**What you need to do**. Count the lines in the entries below that contain the string "cluster". How many are there? Reply with the number only.

**The input**.
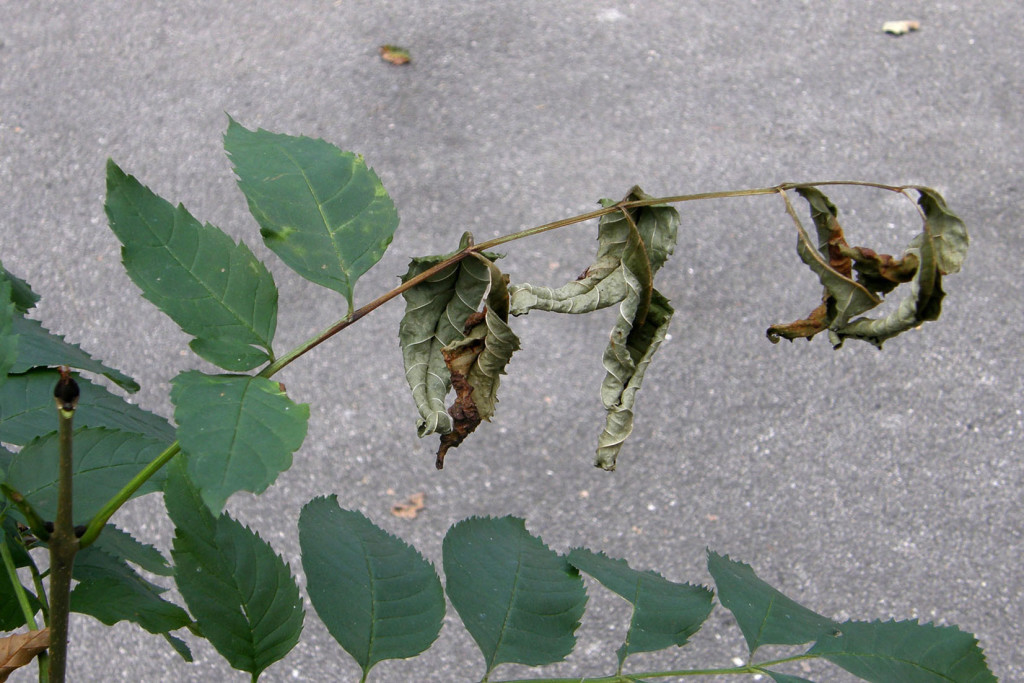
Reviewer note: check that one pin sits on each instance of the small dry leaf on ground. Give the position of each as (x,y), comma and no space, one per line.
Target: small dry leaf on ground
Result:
* * *
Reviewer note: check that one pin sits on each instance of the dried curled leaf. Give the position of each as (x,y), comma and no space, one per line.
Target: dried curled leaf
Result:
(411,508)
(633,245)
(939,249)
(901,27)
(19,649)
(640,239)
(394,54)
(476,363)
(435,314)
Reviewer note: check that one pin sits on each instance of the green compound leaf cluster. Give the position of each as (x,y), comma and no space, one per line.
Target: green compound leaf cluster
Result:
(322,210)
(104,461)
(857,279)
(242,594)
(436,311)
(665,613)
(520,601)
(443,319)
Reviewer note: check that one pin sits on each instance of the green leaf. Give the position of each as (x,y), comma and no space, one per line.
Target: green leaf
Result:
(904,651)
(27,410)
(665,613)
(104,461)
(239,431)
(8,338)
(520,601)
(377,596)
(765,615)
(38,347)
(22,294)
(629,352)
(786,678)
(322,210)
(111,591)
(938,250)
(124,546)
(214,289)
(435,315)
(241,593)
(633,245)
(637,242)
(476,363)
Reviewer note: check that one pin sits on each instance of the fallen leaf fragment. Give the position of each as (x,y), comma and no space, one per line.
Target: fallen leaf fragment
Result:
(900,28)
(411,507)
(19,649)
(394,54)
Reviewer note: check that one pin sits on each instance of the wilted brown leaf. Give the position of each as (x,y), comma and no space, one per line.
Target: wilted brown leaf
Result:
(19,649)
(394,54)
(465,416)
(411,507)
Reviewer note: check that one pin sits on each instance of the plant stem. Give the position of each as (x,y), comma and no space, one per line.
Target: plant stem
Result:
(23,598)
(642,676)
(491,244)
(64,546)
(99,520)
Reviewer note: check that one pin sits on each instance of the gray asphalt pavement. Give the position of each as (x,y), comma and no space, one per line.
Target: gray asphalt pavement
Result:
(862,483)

**Solution to this task**. 2